■ Short task ■
Lines from the one containing "woman's ear with a point." through the end of the data are to be returned exactly, and no others.

Dataset excerpts on object pointing
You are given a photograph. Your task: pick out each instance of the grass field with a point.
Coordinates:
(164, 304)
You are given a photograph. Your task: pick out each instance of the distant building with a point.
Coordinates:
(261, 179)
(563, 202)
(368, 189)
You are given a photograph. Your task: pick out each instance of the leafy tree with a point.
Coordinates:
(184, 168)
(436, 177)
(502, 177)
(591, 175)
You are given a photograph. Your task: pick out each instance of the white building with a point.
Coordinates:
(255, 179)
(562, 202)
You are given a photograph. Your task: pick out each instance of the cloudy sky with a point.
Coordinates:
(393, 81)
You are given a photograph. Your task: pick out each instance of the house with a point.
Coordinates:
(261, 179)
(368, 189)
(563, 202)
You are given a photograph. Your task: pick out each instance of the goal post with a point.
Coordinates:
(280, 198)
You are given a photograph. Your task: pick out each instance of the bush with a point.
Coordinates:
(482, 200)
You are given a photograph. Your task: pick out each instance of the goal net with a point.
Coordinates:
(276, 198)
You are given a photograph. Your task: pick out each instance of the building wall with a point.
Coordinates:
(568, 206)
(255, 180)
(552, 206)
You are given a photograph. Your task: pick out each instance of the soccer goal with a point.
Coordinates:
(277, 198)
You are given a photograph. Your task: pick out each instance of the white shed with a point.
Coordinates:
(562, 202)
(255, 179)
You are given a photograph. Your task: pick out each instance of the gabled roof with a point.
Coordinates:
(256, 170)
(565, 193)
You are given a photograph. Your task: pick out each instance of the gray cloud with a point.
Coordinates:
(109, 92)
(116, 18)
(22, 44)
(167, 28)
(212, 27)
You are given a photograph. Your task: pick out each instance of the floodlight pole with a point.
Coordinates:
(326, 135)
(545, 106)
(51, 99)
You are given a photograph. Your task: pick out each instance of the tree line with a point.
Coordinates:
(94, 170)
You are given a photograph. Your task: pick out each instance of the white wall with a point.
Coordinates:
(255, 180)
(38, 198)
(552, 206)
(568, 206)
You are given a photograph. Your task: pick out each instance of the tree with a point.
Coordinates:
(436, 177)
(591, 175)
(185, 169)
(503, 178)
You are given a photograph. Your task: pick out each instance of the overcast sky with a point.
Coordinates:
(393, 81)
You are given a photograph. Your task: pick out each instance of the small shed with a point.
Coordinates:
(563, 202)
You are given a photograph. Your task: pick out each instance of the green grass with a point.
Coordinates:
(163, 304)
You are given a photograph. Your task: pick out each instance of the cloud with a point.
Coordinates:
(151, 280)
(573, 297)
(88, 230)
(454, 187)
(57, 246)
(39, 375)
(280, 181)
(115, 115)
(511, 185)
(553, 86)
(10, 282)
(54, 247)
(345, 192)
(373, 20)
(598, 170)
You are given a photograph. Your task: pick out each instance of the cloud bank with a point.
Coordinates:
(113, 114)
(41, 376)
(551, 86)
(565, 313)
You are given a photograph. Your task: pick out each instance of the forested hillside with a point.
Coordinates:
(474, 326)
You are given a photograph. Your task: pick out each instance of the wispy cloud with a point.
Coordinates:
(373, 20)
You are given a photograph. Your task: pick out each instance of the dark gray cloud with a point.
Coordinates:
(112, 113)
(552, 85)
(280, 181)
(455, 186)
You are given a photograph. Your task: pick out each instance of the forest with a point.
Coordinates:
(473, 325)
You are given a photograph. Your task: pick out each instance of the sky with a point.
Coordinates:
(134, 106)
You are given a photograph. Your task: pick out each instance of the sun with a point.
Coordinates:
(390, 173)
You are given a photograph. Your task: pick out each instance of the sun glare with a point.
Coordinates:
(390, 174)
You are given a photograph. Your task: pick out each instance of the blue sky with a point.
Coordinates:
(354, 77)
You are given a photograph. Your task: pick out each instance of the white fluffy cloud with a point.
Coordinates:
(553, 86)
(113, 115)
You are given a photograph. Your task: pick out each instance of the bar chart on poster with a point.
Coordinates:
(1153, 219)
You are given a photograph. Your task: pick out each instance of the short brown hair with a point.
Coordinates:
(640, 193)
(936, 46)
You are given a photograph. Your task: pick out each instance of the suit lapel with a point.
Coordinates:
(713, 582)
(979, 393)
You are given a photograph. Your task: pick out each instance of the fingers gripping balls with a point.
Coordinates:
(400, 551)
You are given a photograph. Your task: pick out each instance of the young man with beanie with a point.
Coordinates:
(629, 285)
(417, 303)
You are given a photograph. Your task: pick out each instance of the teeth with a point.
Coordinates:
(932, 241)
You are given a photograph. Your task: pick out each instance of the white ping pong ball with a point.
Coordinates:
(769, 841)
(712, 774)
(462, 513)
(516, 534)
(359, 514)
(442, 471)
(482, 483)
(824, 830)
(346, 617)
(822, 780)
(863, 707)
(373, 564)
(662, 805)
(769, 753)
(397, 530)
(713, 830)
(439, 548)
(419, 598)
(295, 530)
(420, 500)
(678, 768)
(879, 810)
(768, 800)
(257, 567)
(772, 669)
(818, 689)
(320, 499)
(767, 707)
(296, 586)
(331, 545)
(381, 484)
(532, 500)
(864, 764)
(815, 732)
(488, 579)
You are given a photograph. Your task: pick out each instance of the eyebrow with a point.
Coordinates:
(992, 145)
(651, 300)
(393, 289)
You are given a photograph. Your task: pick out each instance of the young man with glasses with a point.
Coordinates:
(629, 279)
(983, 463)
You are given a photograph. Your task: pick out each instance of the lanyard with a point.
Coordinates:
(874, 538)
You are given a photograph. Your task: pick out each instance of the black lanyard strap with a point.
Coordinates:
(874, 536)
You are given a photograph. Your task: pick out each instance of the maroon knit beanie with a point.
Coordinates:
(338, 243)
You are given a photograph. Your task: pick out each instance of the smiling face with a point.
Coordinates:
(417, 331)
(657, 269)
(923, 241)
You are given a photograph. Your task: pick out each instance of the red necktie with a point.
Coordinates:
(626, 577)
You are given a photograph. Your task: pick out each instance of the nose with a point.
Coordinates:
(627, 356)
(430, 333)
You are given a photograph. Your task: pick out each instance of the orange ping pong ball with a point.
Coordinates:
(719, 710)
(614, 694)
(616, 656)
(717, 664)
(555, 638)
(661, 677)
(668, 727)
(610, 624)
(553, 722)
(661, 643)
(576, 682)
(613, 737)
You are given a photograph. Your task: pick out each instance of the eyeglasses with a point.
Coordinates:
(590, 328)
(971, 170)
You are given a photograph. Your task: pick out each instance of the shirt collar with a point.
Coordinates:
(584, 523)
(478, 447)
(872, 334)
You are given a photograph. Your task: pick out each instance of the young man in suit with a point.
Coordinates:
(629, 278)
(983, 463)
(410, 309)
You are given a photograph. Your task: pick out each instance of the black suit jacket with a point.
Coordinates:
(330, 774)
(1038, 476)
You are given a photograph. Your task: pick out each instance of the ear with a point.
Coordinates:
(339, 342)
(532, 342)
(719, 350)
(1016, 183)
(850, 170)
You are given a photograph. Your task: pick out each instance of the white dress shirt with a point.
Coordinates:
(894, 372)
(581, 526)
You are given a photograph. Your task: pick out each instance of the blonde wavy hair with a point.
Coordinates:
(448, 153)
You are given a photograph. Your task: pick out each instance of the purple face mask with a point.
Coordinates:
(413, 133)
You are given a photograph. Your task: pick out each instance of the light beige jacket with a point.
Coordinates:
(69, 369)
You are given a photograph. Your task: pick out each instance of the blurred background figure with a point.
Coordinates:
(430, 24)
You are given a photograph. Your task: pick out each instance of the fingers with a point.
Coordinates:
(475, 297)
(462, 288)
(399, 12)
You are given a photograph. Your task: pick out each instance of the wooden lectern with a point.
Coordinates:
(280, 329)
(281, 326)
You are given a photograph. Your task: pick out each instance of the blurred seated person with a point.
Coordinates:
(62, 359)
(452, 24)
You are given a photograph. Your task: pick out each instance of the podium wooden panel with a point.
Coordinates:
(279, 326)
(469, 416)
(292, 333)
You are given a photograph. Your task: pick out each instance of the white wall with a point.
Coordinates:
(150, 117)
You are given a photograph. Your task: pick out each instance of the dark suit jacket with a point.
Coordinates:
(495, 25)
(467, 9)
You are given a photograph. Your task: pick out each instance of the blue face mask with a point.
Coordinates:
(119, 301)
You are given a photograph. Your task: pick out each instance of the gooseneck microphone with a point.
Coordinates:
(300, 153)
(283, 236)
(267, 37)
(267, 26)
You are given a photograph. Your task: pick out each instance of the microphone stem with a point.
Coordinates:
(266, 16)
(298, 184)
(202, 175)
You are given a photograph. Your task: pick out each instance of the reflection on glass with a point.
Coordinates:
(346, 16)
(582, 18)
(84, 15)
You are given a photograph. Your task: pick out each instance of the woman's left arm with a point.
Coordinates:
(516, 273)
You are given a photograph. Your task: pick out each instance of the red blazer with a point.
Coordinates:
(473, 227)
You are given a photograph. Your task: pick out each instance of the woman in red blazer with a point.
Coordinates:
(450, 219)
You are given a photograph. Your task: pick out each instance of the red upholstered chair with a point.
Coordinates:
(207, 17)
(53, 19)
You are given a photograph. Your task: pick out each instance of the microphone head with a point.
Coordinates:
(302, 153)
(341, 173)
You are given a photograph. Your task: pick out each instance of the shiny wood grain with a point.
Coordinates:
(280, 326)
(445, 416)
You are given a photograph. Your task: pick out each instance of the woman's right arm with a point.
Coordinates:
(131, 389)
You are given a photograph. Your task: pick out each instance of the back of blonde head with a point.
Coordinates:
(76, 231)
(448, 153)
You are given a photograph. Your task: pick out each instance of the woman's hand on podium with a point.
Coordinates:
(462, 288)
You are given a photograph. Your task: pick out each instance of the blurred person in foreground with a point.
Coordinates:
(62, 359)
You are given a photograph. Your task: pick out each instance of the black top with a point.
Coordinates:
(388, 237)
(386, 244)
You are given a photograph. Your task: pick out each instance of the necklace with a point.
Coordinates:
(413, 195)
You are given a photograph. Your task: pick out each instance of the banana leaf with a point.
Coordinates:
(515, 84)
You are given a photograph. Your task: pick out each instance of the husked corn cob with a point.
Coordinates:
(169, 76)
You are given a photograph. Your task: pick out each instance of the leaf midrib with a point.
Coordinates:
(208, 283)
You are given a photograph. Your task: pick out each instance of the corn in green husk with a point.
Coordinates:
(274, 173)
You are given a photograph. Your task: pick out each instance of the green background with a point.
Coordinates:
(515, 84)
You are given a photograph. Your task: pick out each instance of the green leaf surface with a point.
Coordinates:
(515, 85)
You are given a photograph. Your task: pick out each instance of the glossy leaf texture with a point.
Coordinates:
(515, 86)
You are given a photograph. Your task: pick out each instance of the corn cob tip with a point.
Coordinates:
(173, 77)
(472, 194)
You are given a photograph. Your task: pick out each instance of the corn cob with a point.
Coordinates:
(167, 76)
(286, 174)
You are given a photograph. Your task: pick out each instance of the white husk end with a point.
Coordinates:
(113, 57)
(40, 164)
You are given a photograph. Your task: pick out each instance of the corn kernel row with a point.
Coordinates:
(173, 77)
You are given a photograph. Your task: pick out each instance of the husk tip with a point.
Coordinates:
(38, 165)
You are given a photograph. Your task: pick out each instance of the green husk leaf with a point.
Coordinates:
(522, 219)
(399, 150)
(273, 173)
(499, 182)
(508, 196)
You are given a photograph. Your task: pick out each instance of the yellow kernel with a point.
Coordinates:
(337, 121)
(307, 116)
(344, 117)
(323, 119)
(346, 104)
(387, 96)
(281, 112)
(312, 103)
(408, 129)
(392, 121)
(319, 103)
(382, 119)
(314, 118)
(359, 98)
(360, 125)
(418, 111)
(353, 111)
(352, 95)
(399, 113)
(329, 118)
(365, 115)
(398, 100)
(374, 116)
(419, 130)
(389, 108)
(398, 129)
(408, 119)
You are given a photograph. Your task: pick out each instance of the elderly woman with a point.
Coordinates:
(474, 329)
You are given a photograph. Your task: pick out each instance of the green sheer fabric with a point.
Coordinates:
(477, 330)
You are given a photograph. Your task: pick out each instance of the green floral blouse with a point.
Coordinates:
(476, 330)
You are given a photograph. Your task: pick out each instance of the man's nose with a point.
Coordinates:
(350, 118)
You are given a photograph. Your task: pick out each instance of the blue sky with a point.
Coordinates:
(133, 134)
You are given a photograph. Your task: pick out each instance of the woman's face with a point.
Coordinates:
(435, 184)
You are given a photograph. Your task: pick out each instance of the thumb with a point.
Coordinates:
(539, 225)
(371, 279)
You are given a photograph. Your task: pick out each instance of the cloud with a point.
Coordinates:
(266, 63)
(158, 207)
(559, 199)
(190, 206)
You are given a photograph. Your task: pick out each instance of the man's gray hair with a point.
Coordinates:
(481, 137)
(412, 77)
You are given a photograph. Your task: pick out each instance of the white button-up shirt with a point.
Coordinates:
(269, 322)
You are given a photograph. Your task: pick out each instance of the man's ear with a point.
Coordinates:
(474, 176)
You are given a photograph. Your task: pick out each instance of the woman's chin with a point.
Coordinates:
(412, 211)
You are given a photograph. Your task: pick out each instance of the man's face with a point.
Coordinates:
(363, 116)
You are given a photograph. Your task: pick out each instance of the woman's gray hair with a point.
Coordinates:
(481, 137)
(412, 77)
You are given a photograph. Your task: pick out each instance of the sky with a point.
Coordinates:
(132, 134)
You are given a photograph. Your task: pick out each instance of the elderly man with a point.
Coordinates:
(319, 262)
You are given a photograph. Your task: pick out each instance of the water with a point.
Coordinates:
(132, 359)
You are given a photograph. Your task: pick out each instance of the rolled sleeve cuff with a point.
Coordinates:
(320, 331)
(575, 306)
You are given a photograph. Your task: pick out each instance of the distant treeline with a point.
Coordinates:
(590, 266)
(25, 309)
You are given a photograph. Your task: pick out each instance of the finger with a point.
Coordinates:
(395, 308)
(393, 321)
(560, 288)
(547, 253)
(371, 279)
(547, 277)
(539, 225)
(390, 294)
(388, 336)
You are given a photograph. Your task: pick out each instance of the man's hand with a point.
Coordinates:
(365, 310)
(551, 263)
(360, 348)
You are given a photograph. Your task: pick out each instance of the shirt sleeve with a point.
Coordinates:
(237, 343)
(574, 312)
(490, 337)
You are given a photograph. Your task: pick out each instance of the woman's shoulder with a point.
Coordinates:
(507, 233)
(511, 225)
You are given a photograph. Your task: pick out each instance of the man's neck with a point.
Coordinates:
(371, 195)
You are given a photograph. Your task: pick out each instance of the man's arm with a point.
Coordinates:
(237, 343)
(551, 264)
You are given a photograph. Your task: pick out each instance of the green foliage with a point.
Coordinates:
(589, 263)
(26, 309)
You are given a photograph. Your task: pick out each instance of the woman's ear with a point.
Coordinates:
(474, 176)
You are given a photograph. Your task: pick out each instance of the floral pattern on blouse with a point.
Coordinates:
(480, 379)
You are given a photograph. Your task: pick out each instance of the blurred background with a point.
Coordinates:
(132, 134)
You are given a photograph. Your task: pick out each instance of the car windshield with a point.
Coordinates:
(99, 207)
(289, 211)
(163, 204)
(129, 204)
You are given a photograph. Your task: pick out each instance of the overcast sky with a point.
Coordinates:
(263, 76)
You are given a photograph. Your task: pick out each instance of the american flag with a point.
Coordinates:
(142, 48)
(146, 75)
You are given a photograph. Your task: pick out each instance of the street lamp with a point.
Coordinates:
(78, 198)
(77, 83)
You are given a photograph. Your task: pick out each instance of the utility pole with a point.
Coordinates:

■ Solution to this task ■
You are given a photograph. Your task: pick out each instance of the woman's ear with a point.
Coordinates:
(474, 176)
You are given a photograph. Your task: pick out each instance of the floral pattern on blouse with a point.
Coordinates:
(480, 379)
You are given a photograph. Your task: pick out each instance of the blurred background with a point.
Coordinates:
(132, 134)
You are given a photograph. Your task: pick out each instance of the car windshield with a point.
Coordinates:
(99, 207)
(289, 211)
(163, 204)
(129, 204)
You are given a photograph. Your task: pick out each instance of the overcast sky with a point.
Coordinates:
(263, 76)
You are given a photograph. Your task: pick out each instance of the american flag with a point.
Coordinates:
(142, 48)
(146, 75)
You are given a photograph. Your task: pick out each instance of the street lamp with a point.
Coordinates:
(78, 198)
(77, 83)
You are given a photograph. Your task: pick out each instance of the utility pole with a point.
Coordinates:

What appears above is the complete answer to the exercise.